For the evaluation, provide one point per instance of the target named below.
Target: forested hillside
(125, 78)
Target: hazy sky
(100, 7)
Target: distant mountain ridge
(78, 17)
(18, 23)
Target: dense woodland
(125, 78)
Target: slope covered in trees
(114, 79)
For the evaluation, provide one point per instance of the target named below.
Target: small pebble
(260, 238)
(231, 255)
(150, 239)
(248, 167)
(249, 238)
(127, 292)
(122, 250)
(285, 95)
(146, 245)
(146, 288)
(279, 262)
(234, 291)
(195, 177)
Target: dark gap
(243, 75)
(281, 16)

→ The task: Reproduce the listing above with each occurrence of "evaluation" replaced by "assessment" and everything else left unchanged.

→ Correct result:
For the assessment, provide one point per instance of the target named below.
Target: forested hillside
(125, 78)
Target: hazy sky
(100, 7)
Target: distant mountain ridge
(78, 17)
(18, 23)
Target: dense woodland
(125, 78)
Target: slope covered in trees
(114, 79)
For the assessment, provide one point per instance of the target named below.
Target: small pebble
(260, 238)
(231, 255)
(150, 239)
(248, 167)
(249, 238)
(127, 292)
(122, 250)
(285, 95)
(146, 245)
(146, 288)
(279, 262)
(234, 291)
(195, 177)
Target: dark gap
(243, 75)
(281, 16)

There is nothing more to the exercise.